INPUT DATA –
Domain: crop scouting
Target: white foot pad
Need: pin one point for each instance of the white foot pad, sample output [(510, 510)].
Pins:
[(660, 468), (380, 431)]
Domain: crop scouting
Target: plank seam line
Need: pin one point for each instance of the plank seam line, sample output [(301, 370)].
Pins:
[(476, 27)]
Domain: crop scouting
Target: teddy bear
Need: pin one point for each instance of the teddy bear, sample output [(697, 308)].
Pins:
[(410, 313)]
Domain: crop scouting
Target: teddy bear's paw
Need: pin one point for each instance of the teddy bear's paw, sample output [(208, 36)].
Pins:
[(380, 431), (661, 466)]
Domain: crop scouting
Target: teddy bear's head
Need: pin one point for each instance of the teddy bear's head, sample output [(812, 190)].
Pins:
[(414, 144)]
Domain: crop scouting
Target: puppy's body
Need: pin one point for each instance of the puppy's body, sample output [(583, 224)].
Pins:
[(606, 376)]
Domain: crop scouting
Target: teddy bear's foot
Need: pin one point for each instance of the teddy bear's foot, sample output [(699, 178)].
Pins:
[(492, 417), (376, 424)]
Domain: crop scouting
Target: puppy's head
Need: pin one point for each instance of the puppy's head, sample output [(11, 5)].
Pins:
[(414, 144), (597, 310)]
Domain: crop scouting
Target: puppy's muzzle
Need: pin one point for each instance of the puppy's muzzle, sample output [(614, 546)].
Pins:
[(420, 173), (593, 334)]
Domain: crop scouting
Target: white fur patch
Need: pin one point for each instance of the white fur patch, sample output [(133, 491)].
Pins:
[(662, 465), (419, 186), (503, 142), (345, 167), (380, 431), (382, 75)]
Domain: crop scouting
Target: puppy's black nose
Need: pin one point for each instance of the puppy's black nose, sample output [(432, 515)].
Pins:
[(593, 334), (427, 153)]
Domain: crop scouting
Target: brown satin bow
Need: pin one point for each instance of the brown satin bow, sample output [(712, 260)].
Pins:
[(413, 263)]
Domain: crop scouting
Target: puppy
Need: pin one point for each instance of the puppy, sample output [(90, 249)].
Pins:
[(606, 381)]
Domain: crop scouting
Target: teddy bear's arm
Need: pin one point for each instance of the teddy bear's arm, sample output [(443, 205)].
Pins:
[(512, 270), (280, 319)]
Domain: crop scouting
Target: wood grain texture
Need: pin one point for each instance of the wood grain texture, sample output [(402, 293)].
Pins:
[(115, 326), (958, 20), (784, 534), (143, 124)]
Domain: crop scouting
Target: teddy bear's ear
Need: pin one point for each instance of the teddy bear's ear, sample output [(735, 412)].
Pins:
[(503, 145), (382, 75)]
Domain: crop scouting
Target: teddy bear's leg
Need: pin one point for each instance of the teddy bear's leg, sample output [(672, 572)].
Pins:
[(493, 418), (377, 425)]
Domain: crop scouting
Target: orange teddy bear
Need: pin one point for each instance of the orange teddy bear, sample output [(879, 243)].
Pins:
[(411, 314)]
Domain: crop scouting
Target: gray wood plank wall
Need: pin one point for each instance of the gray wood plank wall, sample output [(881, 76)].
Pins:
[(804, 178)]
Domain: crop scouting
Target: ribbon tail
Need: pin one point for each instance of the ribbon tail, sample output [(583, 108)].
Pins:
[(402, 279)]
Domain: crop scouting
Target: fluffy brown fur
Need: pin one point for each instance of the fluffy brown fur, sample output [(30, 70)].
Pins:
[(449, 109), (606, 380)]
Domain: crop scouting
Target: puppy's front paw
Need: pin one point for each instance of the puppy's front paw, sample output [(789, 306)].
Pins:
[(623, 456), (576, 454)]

--

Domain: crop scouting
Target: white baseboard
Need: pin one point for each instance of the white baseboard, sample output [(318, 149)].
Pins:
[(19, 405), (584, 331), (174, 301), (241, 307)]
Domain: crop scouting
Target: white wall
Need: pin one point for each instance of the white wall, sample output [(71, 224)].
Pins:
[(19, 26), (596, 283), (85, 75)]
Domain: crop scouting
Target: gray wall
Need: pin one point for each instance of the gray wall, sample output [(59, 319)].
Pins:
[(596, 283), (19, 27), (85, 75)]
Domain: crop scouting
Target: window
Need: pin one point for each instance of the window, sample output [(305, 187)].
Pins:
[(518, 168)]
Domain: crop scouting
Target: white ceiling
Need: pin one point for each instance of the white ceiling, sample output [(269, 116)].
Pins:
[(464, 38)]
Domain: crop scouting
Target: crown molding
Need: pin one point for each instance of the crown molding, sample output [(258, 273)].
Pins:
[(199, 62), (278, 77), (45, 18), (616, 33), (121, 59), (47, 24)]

EXERCISE DIRECTIONS – Across the entries, how many lines hold the word "ceiling"? Say only the number.

RESPONSE – 2